Data provided:
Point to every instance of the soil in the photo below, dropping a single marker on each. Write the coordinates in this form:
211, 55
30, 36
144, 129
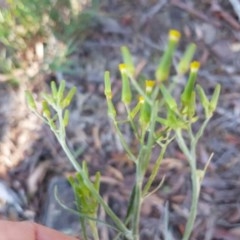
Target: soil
31, 157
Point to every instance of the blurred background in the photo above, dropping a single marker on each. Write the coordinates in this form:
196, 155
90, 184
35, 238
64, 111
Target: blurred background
78, 40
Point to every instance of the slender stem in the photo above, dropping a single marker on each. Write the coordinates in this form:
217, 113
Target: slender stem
61, 138
94, 229
191, 156
137, 205
155, 170
123, 142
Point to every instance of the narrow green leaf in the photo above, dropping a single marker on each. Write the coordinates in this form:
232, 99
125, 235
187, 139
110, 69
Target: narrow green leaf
61, 91
127, 59
54, 89
215, 97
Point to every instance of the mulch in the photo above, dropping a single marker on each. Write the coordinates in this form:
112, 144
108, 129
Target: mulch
30, 155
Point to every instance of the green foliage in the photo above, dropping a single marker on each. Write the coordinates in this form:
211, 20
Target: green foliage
157, 118
25, 23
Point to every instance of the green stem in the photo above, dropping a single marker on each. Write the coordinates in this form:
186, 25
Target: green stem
137, 207
94, 229
61, 138
191, 156
155, 170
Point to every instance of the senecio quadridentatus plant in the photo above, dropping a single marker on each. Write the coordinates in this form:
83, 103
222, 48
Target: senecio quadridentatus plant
156, 117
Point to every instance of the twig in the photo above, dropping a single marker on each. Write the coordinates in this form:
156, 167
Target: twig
194, 12
236, 7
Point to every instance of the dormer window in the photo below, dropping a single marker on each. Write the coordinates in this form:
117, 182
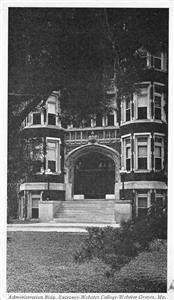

Work to do:
Copy out every line of the listing above word for word, omitting the pictures.

Task response:
Point to every instance of the soil in the photo below, dropping a single marker on each. Write the coordinates in this form:
211, 55
30, 36
144, 129
Target: soil
31, 157
Point to every instance of the blurred background in the photo above, dropping a single marker on each. Write the coordinates in this form:
196, 155
90, 184
35, 238
64, 111
Target: blurred background
78, 40
Point to every instance of the slender stem in the photo above, dropping a single marker on each. Write the coordinates in this form:
217, 113
Target: slender stem
61, 138
94, 229
191, 156
137, 205
155, 170
123, 142
Point to every instance of the narrow green leaf in the photo above, dropping a single marker on each. Write the coordinates in this form:
232, 99
125, 235
187, 139
110, 69
Target: narrow green leaf
61, 91
127, 59
54, 89
215, 97
Point to every instance of the mulch in the photo above, dropping a single marker on each. Write the coordinates in this form:
112, 144
108, 129
Target: mulch
30, 155
Point to every instance of the green foliage in the photo above, dropping a single marker on each. Write the coordinates in this form:
211, 20
Target: green foliage
157, 118
25, 23
Point to every instance of the green stem in the photo above, dropping a single marker on each. Write the coordinates in this form:
186, 25
Target: green stem
137, 207
94, 229
61, 138
191, 156
155, 170
Point to every instance of the senecio quadridentatus plant in the photo above, dropping a single marker on each. Write the coordinates in this form:
83, 103
222, 48
Target: senecio quadridentatus plant
156, 117
Point to every instance of the twig in the photo above, dropping a single marker on each. Write the coordinates in this form:
156, 167
Target: twig
194, 12
236, 7
Point to every instance of the dormer window in the photo below, dropping a single marker on each. Write the coordinates in this form:
117, 182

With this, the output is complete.